### [Input data]
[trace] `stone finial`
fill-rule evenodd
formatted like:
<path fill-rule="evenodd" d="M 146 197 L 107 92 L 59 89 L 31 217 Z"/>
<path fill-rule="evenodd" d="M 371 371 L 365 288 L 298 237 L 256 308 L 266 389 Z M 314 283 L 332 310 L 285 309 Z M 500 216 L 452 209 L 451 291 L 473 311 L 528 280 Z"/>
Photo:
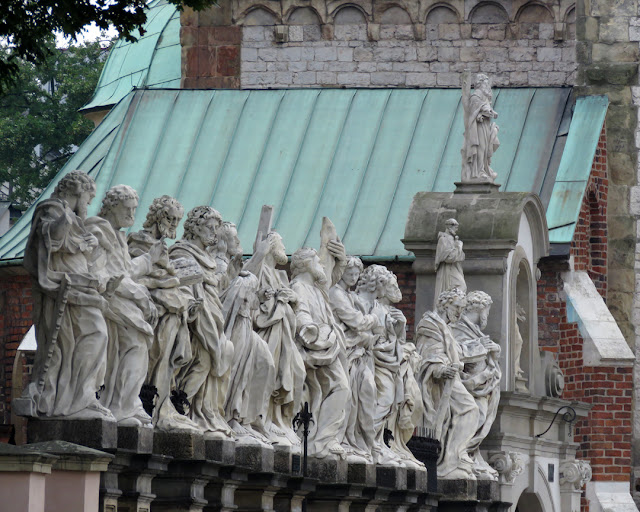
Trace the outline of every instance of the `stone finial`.
<path fill-rule="evenodd" d="M 591 480 L 591 475 L 591 465 L 586 460 L 566 460 L 560 464 L 560 485 L 573 485 L 576 491 Z"/>
<path fill-rule="evenodd" d="M 464 109 L 464 144 L 462 145 L 462 183 L 493 183 L 497 174 L 491 169 L 491 157 L 500 146 L 498 114 L 492 107 L 493 94 L 489 77 L 479 73 L 471 92 L 471 75 L 462 75 Z"/>
<path fill-rule="evenodd" d="M 524 459 L 518 452 L 498 452 L 489 457 L 489 465 L 495 469 L 504 483 L 512 484 L 524 471 Z"/>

### [Work instruction]
Repeat word for word, and nothing more, the lines between the line containing "fill-rule evenodd" and the last line of the records above, inclusive, without pictures.

### [Exercise response]
fill-rule evenodd
formatted like:
<path fill-rule="evenodd" d="M 146 197 L 107 92 L 59 89 L 31 217 Z"/>
<path fill-rule="evenodd" d="M 371 371 L 365 288 L 298 237 L 256 308 L 266 389 Z M 314 283 L 332 310 L 285 309 Z M 500 216 L 452 209 L 451 291 L 473 311 L 528 280 Z"/>
Photo:
Trace the outline of every instance of the `stone finial`.
<path fill-rule="evenodd" d="M 591 480 L 591 475 L 591 465 L 586 460 L 566 460 L 560 464 L 560 485 L 573 485 L 576 491 Z"/>
<path fill-rule="evenodd" d="M 464 109 L 464 144 L 462 145 L 462 183 L 493 183 L 497 174 L 491 169 L 491 157 L 500 146 L 498 114 L 492 107 L 493 94 L 489 77 L 479 73 L 471 92 L 471 75 L 462 75 Z"/>
<path fill-rule="evenodd" d="M 524 459 L 518 452 L 498 452 L 489 457 L 489 465 L 495 469 L 504 483 L 512 484 L 524 471 Z"/>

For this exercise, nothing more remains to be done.